• WHAT IS BEING ASKED
Return verbatim the lines of the entries from the line containing "pixel 58 64." to the line containing "pixel 455 228", including both of those lines.
═════ DATA SUPPLIED ═════
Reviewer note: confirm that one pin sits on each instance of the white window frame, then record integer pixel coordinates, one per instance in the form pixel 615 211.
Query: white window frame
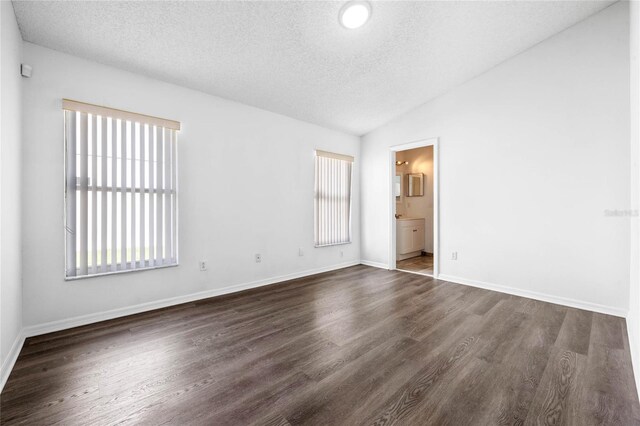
pixel 333 199
pixel 122 156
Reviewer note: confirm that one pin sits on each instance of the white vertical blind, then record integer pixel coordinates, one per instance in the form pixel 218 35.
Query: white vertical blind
pixel 120 191
pixel 332 199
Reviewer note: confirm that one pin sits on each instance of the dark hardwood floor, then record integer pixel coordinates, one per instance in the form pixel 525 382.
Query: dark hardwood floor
pixel 355 346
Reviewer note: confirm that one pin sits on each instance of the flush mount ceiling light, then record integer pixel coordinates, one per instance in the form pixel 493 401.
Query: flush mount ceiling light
pixel 355 14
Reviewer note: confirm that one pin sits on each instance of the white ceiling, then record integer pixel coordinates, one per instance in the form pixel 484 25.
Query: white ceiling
pixel 293 57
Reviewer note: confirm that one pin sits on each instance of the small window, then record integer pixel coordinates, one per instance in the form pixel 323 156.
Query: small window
pixel 333 199
pixel 121 191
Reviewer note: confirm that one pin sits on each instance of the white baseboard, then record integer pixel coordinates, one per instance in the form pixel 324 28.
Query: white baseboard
pixel 374 264
pixel 35 330
pixel 572 303
pixel 11 359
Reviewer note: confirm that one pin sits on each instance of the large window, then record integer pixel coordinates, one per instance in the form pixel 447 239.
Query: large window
pixel 333 199
pixel 121 190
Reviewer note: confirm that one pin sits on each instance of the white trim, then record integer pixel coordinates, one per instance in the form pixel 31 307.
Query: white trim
pixel 558 300
pixel 50 327
pixel 436 201
pixel 374 264
pixel 12 357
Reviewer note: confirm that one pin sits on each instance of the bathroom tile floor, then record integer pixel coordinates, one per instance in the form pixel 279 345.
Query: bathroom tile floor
pixel 419 264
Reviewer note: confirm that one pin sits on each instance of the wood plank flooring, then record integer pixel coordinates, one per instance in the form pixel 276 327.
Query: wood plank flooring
pixel 419 264
pixel 356 346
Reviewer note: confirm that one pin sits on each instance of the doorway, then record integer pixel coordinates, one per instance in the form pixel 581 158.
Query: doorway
pixel 414 208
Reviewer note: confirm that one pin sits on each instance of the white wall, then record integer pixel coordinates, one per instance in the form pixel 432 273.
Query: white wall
pixel 633 319
pixel 245 187
pixel 532 153
pixel 10 173
pixel 420 161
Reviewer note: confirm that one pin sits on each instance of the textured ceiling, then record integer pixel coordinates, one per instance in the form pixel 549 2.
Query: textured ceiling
pixel 293 57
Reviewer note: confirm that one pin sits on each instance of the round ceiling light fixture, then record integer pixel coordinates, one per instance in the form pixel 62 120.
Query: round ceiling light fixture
pixel 355 14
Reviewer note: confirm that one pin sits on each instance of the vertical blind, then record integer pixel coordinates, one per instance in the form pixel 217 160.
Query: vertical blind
pixel 121 190
pixel 332 199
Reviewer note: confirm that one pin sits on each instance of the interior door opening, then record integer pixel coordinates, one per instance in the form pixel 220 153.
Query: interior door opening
pixel 414 207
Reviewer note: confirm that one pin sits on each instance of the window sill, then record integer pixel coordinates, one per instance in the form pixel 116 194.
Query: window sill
pixel 110 273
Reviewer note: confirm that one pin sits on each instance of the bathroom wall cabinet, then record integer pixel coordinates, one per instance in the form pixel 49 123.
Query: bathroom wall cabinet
pixel 410 237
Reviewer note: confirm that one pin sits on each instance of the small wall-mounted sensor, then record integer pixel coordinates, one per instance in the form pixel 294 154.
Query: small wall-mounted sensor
pixel 25 70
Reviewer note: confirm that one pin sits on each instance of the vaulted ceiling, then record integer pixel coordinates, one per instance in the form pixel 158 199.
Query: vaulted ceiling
pixel 294 58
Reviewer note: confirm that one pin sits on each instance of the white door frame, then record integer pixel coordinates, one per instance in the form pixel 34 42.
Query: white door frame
pixel 436 200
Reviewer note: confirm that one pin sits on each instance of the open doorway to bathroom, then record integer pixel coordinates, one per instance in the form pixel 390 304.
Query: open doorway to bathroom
pixel 414 208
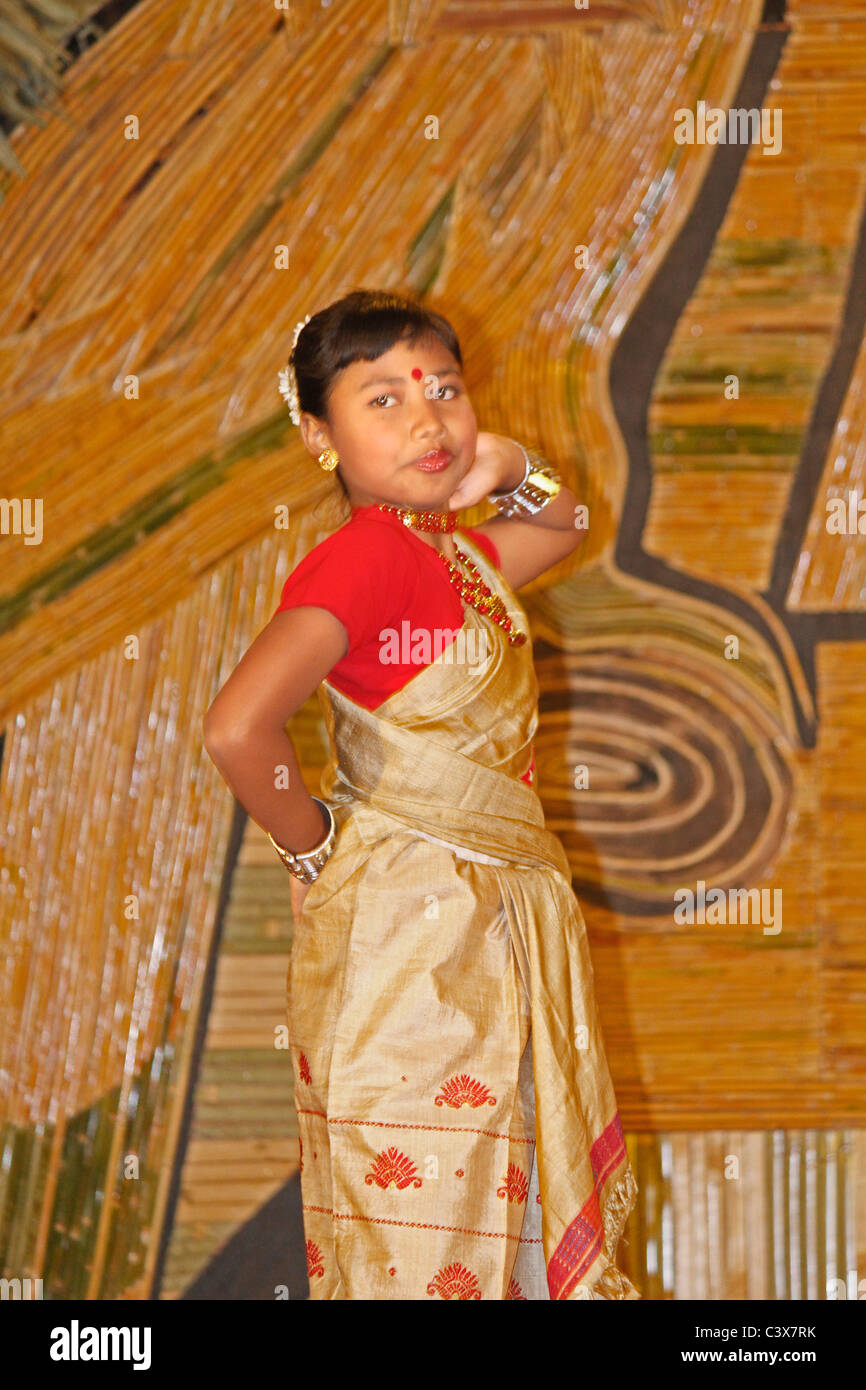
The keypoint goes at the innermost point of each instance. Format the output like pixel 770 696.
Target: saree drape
pixel 459 1132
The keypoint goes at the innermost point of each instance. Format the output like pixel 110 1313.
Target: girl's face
pixel 385 414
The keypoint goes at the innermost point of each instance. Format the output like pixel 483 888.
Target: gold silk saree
pixel 459 1133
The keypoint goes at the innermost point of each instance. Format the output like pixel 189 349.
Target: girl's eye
pixel 448 385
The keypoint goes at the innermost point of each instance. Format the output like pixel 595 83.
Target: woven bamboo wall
pixel 142 320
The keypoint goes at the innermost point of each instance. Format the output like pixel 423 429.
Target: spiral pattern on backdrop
pixel 656 773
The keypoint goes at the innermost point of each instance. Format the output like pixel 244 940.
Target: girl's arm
pixel 527 546
pixel 243 729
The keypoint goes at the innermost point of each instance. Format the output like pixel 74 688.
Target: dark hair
pixel 360 327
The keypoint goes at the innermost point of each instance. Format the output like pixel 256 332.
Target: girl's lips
pixel 434 462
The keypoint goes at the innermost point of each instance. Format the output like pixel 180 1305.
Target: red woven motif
pixel 455 1282
pixel 516 1186
pixel 584 1237
pixel 392 1169
pixel 464 1090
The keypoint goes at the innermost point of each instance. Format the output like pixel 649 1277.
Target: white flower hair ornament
pixel 288 381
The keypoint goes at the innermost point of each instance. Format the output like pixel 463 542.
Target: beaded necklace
pixel 471 590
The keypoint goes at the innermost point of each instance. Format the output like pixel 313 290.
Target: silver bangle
pixel 310 862
pixel 535 489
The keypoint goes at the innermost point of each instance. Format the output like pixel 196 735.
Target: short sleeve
pixel 352 574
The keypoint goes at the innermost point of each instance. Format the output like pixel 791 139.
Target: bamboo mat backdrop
pixel 148 1115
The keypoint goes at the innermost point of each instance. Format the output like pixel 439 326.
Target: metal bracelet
pixel 309 863
pixel 535 489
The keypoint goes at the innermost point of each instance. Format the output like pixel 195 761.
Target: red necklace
pixel 423 520
pixel 471 590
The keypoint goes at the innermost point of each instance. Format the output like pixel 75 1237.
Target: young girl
pixel 459 1133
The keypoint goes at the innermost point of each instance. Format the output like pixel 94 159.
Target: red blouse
pixel 374 573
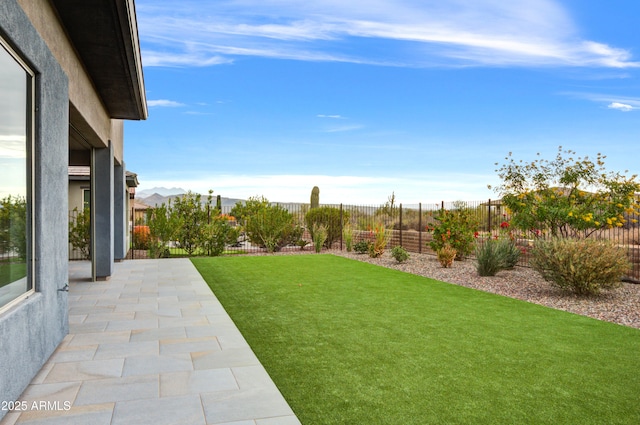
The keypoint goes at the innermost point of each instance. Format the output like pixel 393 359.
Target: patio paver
pixel 152 345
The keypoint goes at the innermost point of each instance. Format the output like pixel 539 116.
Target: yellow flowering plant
pixel 567 196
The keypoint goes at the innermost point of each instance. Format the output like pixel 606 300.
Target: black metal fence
pixel 408 224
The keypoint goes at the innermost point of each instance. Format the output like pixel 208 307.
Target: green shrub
pixel 141 237
pixel 584 266
pixel 319 237
pixel 315 197
pixel 362 247
pixel 330 218
pixel 495 255
pixel 400 254
pixel 446 255
pixel 511 253
pixel 162 227
pixel 380 241
pixel 347 235
pixel 215 236
pixel 272 227
pixel 80 232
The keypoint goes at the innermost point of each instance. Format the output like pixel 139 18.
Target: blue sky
pixel 365 98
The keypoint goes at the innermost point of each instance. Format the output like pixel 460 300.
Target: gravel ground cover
pixel 621 306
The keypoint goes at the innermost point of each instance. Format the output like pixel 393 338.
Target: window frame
pixel 30 125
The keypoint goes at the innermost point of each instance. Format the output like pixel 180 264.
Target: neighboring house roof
pixel 137 205
pixel 132 179
pixel 105 35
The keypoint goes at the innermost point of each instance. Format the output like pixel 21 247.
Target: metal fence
pixel 409 225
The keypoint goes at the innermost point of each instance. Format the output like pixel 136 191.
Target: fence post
pixel 401 224
pixel 420 228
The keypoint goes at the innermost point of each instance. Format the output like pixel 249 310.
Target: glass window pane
pixel 14 193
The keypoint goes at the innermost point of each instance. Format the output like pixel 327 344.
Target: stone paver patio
pixel 152 345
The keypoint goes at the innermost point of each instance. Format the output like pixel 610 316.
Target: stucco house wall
pixel 31 330
pixel 76 121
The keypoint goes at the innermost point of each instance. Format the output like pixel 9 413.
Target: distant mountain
pixel 162 191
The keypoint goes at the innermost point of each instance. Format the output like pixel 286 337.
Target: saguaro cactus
pixel 315 197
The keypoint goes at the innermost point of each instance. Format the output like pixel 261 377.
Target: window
pixel 16 226
pixel 86 199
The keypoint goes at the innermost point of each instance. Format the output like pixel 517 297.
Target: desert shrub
pixel 584 266
pixel 141 237
pixel 319 237
pixel 381 236
pixel 495 255
pixel 568 196
pixel 362 247
pixel 329 217
pixel 511 253
pixel 80 232
pixel 400 254
pixel 191 217
pixel 347 235
pixel 162 227
pixel 271 227
pixel 215 235
pixel 446 255
pixel 456 228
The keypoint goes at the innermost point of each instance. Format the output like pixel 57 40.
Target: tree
pixel 568 196
pixel 162 228
pixel 190 217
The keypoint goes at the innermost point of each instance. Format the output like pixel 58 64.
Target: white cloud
pixel 625 104
pixel 342 128
pixel 164 103
pixel 620 106
pixel 347 189
pixel 451 33
pixel 337 117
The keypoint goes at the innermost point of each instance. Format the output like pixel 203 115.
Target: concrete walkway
pixel 150 346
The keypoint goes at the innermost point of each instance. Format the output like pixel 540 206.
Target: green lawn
pixel 10 272
pixel 352 343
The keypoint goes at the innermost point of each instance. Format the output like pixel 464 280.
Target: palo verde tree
pixel 568 196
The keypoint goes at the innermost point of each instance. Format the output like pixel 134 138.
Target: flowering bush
pixel 548 196
pixel 319 237
pixel 362 247
pixel 347 234
pixel 141 237
pixel 455 228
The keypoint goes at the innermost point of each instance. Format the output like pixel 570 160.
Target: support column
pixel 120 227
pixel 102 185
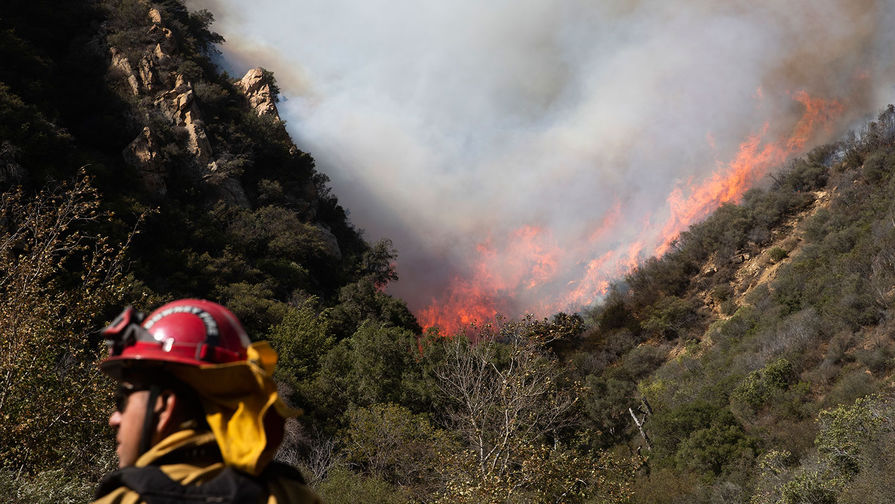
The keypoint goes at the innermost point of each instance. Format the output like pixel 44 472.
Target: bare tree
pixel 505 398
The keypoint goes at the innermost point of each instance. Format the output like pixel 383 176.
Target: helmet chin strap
pixel 149 421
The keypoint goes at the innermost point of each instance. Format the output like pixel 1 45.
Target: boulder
pixel 257 88
pixel 121 65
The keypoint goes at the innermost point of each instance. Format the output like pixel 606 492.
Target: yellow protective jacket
pixel 191 458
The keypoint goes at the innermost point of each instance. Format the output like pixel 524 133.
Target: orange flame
pixel 529 260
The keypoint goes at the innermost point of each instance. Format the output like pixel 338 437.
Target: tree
pixel 59 280
pixel 506 398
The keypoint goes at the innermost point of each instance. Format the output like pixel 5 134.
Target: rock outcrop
pixel 178 105
pixel 123 66
pixel 259 90
pixel 143 154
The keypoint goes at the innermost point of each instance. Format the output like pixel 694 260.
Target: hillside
pixel 750 364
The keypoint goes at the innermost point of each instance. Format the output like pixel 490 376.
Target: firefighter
pixel 198 416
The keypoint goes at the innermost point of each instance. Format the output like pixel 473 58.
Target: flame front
pixel 523 272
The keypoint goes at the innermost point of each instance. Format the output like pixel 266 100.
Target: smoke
pixel 507 147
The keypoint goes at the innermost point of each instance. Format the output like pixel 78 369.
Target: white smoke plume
pixel 490 140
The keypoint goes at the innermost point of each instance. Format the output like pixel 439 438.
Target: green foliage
pixel 301 340
pixel 342 486
pixel 669 316
pixel 761 385
pixel 389 442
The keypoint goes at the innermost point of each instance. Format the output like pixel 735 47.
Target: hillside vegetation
pixel 750 364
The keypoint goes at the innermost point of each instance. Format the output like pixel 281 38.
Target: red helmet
pixel 193 332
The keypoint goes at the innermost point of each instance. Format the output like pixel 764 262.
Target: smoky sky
pixel 446 125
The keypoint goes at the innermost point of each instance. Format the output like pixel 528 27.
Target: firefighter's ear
pixel 166 409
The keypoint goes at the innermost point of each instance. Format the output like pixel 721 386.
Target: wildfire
pixel 528 260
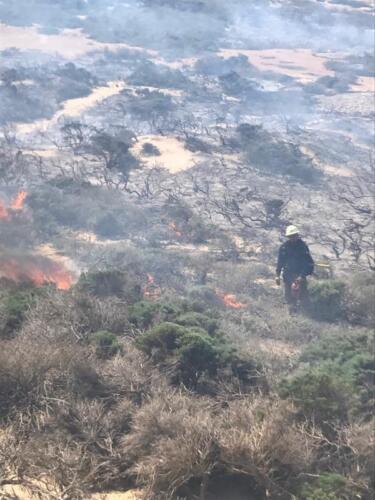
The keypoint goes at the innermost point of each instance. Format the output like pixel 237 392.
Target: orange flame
pixel 37 269
pixel 4 214
pixel 230 300
pixel 151 291
pixel 17 204
pixel 19 201
pixel 173 226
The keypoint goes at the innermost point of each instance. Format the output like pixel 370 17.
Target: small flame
pixel 4 214
pixel 151 291
pixel 19 201
pixel 37 269
pixel 17 204
pixel 173 226
pixel 230 300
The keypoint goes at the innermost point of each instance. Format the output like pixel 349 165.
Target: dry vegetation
pixel 144 190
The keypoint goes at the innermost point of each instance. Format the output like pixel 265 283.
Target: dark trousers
pixel 291 298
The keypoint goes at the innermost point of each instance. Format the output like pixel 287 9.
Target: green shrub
pixel 192 350
pixel 205 296
pixel 329 486
pixel 146 313
pixel 15 304
pixel 197 353
pixel 162 338
pixel 107 344
pixel 321 396
pixel 198 319
pixel 350 358
pixel 327 301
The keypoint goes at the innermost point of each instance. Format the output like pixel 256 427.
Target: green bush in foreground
pixel 330 486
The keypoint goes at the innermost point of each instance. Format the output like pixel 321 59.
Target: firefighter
pixel 295 263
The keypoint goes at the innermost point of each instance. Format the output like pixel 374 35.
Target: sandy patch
pixel 364 84
pixel 173 155
pixel 327 168
pixel 302 64
pixel 22 493
pixel 187 62
pixel 360 103
pixel 170 92
pixel 118 495
pixel 73 107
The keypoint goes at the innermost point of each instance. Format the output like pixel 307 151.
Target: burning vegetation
pixel 16 205
pixel 144 341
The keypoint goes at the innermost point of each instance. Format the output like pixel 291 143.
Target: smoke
pixel 189 26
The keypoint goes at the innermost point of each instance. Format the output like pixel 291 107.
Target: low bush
pixel 331 486
pixel 198 319
pixel 14 305
pixel 337 382
pixel 146 313
pixel 320 396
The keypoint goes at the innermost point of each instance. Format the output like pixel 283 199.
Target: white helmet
pixel 291 231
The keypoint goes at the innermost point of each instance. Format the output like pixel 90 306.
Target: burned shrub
pixel 331 486
pixel 108 283
pixel 108 226
pixel 106 344
pixel 327 300
pixel 273 155
pixel 149 149
pixel 156 75
pixel 254 440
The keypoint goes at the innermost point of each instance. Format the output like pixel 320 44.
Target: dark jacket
pixel 294 259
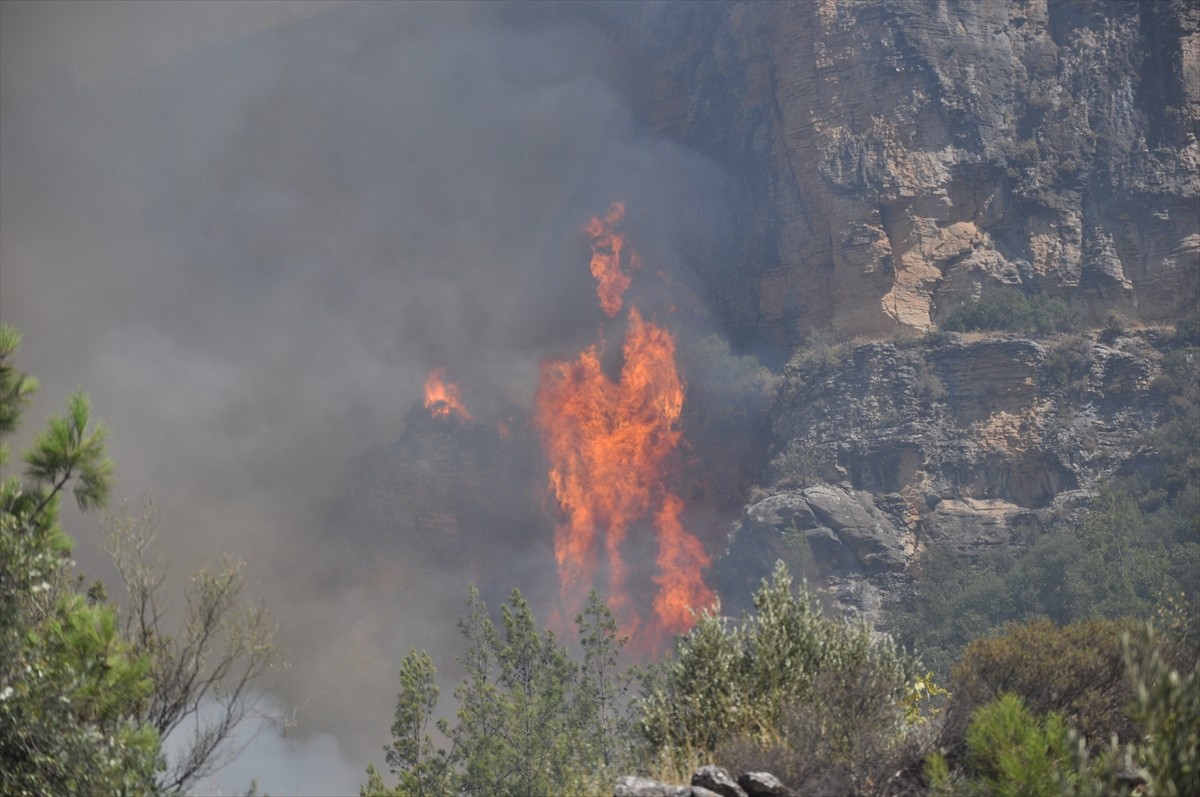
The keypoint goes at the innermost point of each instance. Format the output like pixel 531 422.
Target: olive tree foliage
pixel 814 697
pixel 529 719
pixel 72 691
pixel 204 673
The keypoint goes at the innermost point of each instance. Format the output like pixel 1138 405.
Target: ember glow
pixel 607 245
pixel 607 442
pixel 442 397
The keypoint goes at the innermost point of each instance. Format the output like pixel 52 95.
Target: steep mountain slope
pixel 893 157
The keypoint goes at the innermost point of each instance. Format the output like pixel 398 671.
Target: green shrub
pixel 1011 310
pixel 1011 753
pixel 786 687
pixel 1075 671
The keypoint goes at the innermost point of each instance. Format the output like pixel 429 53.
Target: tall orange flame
pixel 442 397
pixel 606 250
pixel 607 442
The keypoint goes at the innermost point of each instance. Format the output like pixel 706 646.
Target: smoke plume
pixel 252 232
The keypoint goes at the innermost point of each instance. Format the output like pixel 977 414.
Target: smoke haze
pixel 250 231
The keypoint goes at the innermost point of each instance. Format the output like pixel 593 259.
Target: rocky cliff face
pixel 963 443
pixel 891 157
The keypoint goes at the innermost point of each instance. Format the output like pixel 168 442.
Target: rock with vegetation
pixel 892 160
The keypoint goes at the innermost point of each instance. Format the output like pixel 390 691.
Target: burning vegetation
pixel 607 442
pixel 442 397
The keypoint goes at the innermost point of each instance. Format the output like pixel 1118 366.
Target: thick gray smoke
pixel 250 232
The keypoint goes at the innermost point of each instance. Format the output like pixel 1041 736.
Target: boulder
pixel 763 784
pixel 718 780
pixel 636 786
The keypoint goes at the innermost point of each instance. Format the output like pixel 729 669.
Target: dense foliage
pixel 1012 310
pixel 89 691
pixel 71 690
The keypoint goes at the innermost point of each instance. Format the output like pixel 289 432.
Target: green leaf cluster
pixel 1011 310
pixel 71 690
pixel 780 681
pixel 529 719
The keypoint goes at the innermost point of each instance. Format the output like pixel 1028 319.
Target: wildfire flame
pixel 442 397
pixel 607 442
pixel 606 249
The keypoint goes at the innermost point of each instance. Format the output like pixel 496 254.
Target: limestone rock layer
pixel 888 159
═════
• EXERCISE RESPONSE
The keypoint goes at the innermost point of each instance. Format the output like pixel 58 64.
Target: white cloud
pixel 625 104
pixel 342 128
pixel 164 103
pixel 620 106
pixel 347 189
pixel 451 33
pixel 337 117
The keypoint goes at the innermost point of each instance. Format the output like pixel 203 115.
Target: concrete walkway
pixel 150 346
The keypoint goes at the innermost point of each instance. Format the output like pixel 540 206.
Target: green lawn
pixel 10 272
pixel 352 343
The keypoint goes at the innermost point of each instance. Format the output like pixel 464 280.
Target: palo verde tree
pixel 568 196
The keypoint goes at the innermost point of each instance. Format the output like pixel 134 138.
Target: flowering bush
pixel 548 196
pixel 319 237
pixel 362 247
pixel 347 234
pixel 141 237
pixel 455 228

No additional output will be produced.